— begin Extracted records —
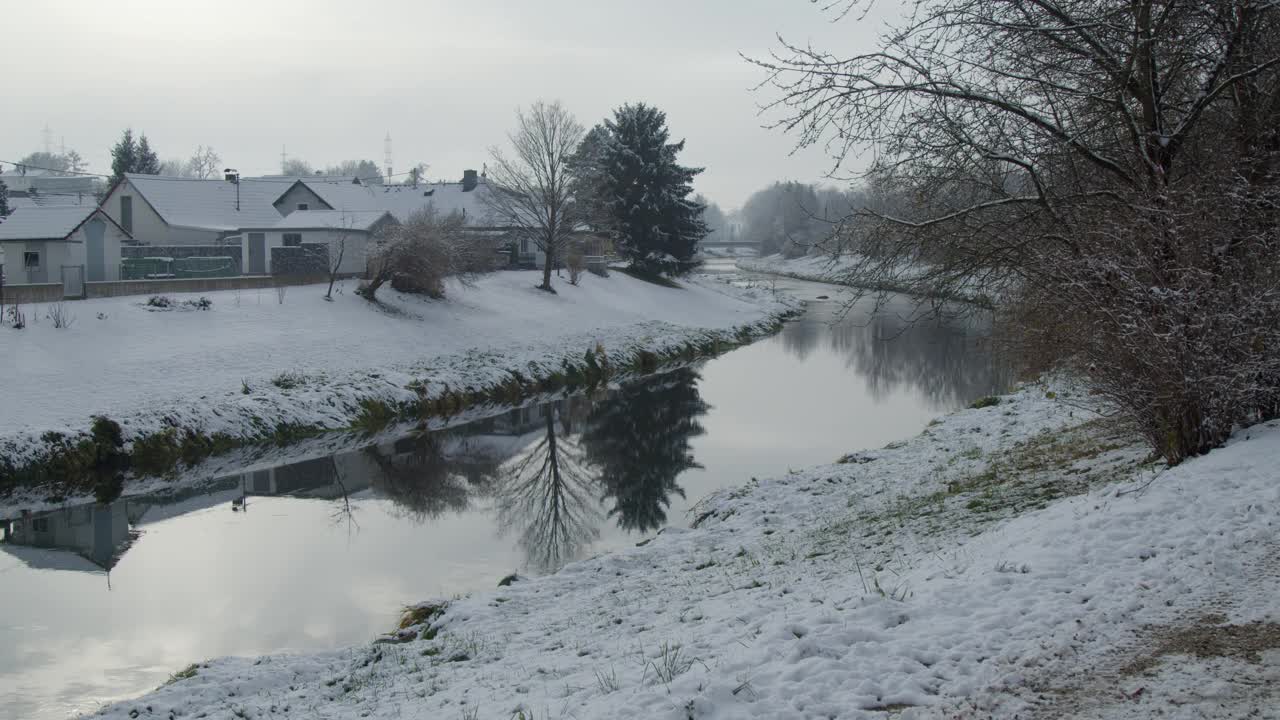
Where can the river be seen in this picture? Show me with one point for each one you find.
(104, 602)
— end Extracted records —
— begin Extracted records —
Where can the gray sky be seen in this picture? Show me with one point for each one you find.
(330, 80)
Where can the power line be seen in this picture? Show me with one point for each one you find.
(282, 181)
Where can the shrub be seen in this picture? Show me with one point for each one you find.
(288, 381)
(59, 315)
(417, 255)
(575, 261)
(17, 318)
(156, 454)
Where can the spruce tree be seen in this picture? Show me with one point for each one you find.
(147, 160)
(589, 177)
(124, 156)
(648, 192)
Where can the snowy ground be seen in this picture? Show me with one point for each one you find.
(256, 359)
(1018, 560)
— end Extracted records —
#### [What you are asked to do]
Shift the coordinate pairs in the part of the items that opens with the line containing "Where can the spruce" and closes with the line containing "(1018, 560)", adding 8 to each number. Write out every line of that part again, keeping the other text lines unchanged.

#### [Response]
Where can the spruce tree be seen in this picture? Show me with one point for each one you find.
(155, 168)
(597, 185)
(132, 164)
(656, 200)
Where can the snowy ground be seen in this picture? Show me with one point for each one you find.
(264, 367)
(1026, 568)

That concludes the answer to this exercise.